Image point grounding data:
-------

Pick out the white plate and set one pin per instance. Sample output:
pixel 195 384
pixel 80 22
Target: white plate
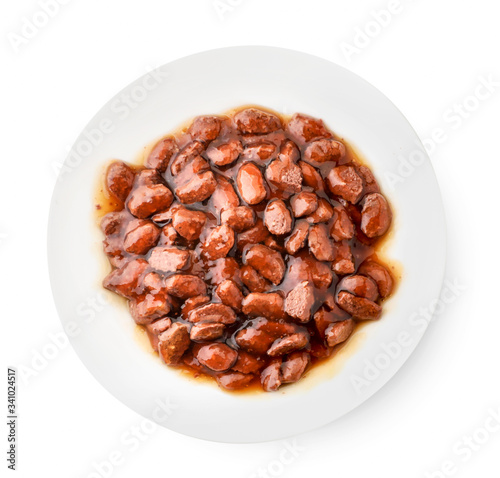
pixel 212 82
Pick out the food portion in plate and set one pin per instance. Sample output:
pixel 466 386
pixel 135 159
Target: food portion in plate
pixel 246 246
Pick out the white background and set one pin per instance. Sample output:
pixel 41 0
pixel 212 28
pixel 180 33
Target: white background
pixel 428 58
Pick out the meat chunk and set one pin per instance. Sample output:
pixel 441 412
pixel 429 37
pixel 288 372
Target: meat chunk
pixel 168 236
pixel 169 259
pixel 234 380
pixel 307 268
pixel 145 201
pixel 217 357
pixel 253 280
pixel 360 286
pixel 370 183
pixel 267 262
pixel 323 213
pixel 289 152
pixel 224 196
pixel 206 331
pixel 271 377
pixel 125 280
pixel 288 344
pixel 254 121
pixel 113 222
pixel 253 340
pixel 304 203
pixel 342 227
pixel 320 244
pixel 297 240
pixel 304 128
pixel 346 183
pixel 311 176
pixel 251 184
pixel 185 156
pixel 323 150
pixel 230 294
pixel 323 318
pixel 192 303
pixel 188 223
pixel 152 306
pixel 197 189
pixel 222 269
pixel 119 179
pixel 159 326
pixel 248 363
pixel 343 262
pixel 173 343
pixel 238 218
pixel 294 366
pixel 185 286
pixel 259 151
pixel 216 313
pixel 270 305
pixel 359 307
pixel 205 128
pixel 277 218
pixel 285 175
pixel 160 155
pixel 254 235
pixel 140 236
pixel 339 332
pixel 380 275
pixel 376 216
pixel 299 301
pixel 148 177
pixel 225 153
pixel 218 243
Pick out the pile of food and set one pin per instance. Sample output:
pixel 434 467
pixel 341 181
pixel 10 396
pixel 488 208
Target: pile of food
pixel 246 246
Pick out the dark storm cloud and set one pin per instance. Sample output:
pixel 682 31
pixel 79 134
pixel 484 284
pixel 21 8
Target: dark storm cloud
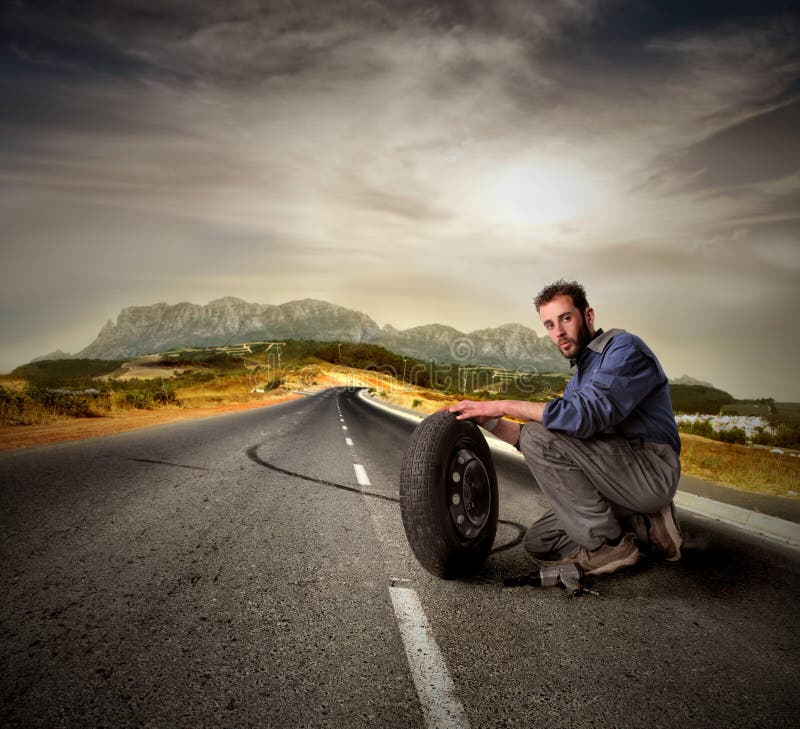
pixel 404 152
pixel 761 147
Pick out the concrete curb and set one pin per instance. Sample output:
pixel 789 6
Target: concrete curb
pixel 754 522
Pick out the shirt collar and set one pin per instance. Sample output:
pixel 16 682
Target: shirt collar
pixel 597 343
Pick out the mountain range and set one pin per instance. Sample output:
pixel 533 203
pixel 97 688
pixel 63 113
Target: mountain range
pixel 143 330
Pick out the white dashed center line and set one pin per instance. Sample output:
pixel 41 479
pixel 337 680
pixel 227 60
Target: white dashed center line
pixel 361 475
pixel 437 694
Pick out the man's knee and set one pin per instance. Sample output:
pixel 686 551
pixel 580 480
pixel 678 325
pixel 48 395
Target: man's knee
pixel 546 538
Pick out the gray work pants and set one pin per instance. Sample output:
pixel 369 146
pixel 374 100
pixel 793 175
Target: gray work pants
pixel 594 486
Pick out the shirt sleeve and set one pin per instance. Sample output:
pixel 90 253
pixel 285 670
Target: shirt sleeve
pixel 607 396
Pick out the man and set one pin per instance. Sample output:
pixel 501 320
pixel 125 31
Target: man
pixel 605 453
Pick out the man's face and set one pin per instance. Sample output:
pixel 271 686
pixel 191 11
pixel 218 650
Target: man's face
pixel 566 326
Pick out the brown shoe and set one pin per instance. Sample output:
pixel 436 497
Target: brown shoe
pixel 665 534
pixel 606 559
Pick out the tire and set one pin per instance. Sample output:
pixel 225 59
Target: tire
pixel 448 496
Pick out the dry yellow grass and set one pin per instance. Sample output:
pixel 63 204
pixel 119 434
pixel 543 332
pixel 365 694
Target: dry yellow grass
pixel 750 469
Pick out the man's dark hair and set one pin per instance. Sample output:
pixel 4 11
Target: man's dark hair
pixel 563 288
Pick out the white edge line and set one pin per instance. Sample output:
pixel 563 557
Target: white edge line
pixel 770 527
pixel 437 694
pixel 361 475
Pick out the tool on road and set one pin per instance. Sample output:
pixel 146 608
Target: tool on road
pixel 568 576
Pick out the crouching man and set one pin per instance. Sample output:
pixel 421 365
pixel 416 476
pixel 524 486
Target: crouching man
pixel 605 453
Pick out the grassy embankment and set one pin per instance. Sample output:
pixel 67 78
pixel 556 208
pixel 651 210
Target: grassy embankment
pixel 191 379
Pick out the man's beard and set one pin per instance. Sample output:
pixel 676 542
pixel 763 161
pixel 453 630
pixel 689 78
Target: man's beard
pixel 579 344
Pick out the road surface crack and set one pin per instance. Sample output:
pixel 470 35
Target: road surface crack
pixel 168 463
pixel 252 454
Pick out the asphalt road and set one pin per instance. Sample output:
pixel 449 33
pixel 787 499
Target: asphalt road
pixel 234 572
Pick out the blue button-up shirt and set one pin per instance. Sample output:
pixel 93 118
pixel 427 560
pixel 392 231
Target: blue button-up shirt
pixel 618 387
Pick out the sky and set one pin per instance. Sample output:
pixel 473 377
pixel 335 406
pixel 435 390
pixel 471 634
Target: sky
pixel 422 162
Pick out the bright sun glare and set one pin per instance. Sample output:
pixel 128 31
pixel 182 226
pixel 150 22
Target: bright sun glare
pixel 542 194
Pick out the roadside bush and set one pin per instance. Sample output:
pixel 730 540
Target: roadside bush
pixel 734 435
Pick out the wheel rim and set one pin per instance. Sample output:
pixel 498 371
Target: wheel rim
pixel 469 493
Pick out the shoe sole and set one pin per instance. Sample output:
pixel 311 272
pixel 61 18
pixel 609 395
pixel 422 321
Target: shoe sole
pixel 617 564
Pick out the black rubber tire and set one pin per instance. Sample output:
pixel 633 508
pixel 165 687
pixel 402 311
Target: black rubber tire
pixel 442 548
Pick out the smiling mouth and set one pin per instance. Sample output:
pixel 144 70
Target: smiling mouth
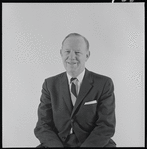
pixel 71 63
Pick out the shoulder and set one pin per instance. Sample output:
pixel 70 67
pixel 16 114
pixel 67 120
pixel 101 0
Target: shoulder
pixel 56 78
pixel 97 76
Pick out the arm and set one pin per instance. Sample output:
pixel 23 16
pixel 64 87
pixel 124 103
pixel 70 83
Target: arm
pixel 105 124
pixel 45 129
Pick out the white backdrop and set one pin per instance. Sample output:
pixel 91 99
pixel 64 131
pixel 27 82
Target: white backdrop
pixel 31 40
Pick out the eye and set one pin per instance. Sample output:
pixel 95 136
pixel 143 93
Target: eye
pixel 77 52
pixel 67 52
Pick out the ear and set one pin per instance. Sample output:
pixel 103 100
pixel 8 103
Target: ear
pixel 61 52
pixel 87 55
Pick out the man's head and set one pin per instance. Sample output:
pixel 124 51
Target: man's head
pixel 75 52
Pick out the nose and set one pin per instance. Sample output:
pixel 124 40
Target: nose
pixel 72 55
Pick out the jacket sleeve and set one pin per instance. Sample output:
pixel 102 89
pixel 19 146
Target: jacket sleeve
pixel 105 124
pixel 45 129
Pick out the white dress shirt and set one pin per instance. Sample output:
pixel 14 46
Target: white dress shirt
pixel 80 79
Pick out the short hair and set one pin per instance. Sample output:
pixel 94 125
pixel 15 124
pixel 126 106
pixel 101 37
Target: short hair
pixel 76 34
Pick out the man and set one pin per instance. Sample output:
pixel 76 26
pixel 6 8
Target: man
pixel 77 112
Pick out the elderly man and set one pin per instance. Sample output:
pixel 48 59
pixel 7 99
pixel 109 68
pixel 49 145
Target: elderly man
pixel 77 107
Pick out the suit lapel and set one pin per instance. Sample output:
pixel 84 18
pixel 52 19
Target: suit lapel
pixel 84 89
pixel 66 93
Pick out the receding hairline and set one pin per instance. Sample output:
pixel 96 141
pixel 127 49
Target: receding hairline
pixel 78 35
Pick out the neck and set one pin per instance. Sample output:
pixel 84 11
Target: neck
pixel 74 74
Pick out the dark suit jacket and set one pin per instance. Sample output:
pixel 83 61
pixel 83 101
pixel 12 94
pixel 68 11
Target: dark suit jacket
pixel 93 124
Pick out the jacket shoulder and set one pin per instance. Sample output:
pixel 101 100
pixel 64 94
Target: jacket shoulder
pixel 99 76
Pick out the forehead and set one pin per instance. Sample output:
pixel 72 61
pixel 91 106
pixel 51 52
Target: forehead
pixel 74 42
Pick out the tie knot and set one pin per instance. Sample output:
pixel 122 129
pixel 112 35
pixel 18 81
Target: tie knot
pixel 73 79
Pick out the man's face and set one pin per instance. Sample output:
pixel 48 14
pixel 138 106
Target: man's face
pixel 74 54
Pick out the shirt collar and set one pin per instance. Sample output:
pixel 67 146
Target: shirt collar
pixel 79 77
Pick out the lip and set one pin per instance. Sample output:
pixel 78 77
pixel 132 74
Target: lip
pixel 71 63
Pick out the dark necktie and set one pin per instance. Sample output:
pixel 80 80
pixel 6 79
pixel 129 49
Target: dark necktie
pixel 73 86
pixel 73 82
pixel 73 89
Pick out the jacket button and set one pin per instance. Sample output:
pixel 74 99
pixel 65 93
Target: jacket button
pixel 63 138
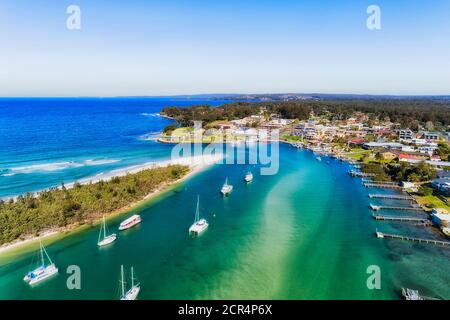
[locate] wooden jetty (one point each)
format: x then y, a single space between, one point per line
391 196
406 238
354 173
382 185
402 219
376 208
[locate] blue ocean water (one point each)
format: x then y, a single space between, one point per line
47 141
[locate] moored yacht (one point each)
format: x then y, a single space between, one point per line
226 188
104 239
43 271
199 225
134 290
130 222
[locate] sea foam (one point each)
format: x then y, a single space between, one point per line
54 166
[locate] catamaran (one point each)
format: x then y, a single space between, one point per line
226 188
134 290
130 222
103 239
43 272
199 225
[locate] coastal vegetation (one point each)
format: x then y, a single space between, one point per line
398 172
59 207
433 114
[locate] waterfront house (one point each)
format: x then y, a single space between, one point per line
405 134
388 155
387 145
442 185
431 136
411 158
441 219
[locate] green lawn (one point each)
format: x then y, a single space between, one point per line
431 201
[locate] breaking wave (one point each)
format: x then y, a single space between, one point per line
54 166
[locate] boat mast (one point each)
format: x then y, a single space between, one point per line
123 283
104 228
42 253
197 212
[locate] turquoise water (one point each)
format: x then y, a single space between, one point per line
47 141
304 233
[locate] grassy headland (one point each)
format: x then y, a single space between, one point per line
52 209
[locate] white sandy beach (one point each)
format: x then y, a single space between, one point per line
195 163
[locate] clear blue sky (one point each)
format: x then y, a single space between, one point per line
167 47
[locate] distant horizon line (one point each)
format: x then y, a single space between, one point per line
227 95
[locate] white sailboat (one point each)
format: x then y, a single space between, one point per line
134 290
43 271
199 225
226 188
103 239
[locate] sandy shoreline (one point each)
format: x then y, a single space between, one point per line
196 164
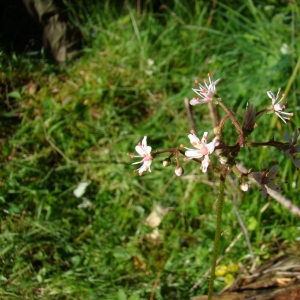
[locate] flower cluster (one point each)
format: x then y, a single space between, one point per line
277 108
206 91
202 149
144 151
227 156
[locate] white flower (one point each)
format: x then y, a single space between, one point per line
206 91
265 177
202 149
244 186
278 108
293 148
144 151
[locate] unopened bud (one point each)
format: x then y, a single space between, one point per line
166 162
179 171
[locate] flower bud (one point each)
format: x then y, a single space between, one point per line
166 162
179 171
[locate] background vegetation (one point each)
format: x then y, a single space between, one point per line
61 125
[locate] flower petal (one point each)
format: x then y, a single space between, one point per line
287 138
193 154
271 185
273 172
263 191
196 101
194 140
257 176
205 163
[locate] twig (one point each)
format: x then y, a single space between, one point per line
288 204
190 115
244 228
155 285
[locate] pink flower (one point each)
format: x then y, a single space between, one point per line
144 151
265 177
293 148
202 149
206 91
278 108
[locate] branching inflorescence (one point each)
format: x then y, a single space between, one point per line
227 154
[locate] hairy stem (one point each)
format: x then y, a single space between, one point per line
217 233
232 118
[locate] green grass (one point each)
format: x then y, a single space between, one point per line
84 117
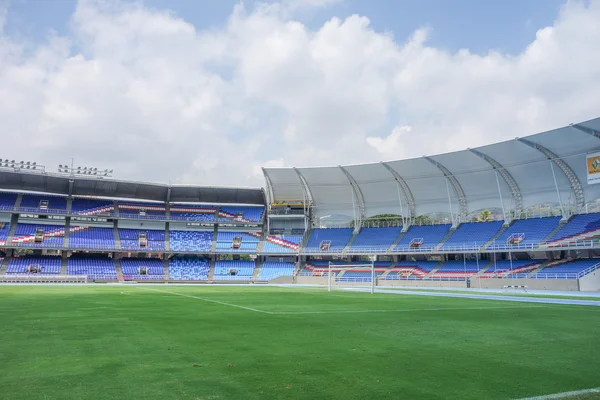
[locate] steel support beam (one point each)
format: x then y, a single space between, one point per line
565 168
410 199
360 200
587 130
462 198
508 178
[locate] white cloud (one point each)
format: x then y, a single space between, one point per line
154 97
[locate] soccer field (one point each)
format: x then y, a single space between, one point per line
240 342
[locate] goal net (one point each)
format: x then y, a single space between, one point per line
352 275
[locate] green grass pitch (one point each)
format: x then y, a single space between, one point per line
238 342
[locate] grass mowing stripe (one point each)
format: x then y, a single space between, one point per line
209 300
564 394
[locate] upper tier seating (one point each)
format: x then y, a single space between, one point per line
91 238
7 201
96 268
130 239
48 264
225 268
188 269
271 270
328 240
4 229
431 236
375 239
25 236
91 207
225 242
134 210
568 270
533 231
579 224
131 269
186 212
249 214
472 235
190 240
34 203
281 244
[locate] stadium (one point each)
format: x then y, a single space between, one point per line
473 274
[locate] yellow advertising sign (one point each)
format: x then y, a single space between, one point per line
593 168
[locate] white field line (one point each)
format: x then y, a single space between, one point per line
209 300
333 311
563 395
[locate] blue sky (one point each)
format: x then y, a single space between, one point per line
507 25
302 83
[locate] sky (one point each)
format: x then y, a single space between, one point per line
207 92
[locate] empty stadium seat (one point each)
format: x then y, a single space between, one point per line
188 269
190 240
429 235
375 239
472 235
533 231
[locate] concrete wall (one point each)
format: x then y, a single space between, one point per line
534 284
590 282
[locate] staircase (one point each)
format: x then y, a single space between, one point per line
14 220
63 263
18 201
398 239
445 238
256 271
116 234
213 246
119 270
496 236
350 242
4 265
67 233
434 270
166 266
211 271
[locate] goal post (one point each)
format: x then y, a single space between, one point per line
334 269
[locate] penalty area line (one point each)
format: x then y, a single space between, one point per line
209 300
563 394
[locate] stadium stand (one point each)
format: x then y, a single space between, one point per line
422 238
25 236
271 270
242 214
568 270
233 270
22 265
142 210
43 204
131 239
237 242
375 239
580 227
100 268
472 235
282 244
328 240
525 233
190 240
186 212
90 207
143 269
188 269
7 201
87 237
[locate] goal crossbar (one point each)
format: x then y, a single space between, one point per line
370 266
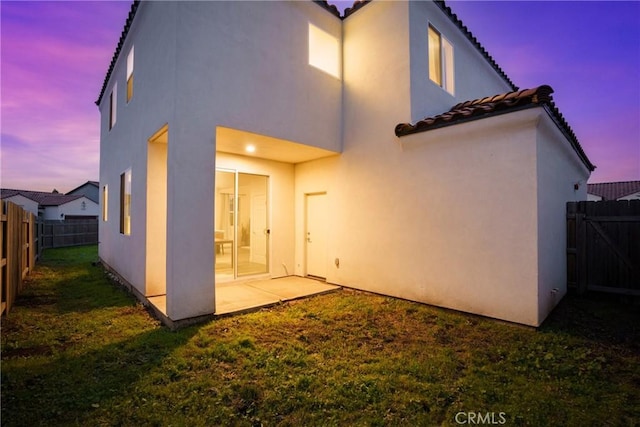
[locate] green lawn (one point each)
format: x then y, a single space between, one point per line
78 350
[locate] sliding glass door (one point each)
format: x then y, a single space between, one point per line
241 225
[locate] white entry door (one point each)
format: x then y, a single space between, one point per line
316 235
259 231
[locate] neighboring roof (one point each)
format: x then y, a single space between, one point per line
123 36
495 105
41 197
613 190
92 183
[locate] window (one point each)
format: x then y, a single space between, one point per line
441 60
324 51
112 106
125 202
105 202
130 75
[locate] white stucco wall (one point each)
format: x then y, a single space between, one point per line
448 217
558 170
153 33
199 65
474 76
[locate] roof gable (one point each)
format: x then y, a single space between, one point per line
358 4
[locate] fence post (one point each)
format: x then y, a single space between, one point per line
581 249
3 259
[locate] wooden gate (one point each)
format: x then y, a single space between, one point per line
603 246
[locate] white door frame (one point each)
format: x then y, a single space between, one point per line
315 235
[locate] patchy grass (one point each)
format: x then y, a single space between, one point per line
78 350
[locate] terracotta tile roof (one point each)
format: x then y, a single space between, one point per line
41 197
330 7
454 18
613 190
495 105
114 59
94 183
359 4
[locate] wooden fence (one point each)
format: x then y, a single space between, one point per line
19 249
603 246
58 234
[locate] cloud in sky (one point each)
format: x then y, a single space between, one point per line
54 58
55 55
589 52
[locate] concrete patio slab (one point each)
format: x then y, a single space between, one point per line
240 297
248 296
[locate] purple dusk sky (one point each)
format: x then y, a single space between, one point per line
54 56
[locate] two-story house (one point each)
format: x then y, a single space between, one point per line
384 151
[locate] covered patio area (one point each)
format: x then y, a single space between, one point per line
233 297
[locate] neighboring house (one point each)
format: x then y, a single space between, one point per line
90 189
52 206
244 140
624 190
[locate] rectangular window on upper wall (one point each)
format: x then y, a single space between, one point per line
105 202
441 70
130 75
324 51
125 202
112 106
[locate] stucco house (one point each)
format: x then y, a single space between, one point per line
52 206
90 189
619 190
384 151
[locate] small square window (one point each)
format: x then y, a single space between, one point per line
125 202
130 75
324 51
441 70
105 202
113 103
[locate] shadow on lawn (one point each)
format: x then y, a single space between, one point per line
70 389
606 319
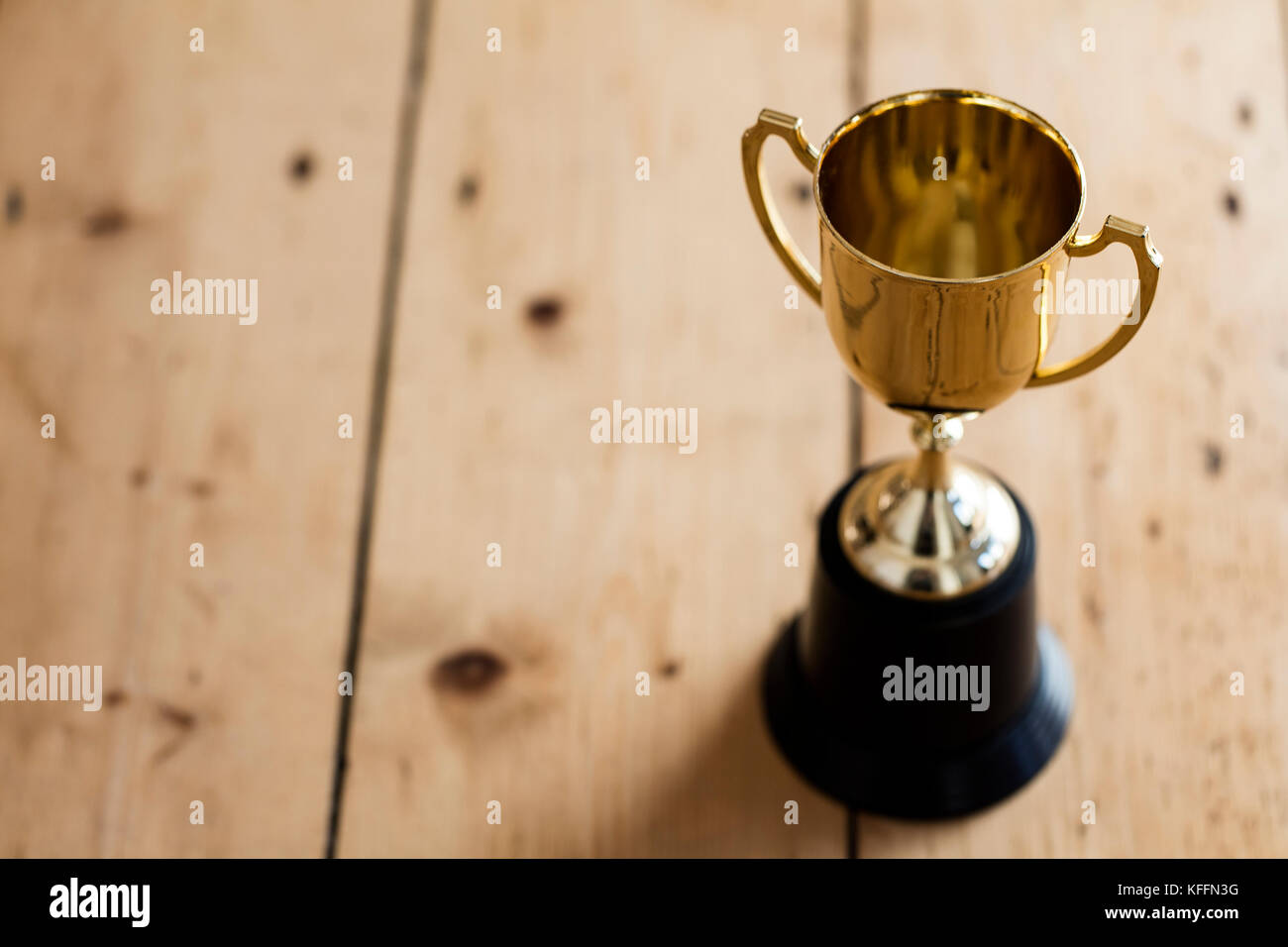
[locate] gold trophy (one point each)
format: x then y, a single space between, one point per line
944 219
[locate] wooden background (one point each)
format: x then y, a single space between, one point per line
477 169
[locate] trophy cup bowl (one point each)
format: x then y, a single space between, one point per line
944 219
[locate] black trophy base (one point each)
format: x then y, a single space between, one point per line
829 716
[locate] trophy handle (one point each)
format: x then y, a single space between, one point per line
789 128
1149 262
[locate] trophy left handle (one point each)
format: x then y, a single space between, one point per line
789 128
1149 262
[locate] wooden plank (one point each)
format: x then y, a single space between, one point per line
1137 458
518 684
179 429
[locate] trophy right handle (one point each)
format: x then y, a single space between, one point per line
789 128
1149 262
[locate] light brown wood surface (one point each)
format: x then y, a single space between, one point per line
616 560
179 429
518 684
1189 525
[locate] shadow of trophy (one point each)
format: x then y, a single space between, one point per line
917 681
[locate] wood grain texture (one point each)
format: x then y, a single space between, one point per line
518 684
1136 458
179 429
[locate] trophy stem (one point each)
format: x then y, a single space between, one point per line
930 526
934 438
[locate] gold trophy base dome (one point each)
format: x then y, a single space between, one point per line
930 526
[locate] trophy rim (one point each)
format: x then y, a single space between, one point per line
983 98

-------

**Task statement**: Only lines belong in the copy, not pictures: write out exactly the lines of the records from the first through the one holding "pixel 288 372".

**Your solution**:
Pick out the white plate and set one pin per instance. Sample output:
pixel 195 384
pixel 80 22
Target: white plate
pixel 212 82
Pick out the food portion in plate and set one pin per instance. Sample output:
pixel 466 386
pixel 135 159
Target: food portion in plate
pixel 246 246
Pick out the white background and set one pin per instance. Sample output:
pixel 41 0
pixel 212 28
pixel 180 33
Target: white background
pixel 428 58
Pick out the meat chunk and set one pin per instance. Sample output:
pixel 441 412
pixel 429 37
pixel 288 372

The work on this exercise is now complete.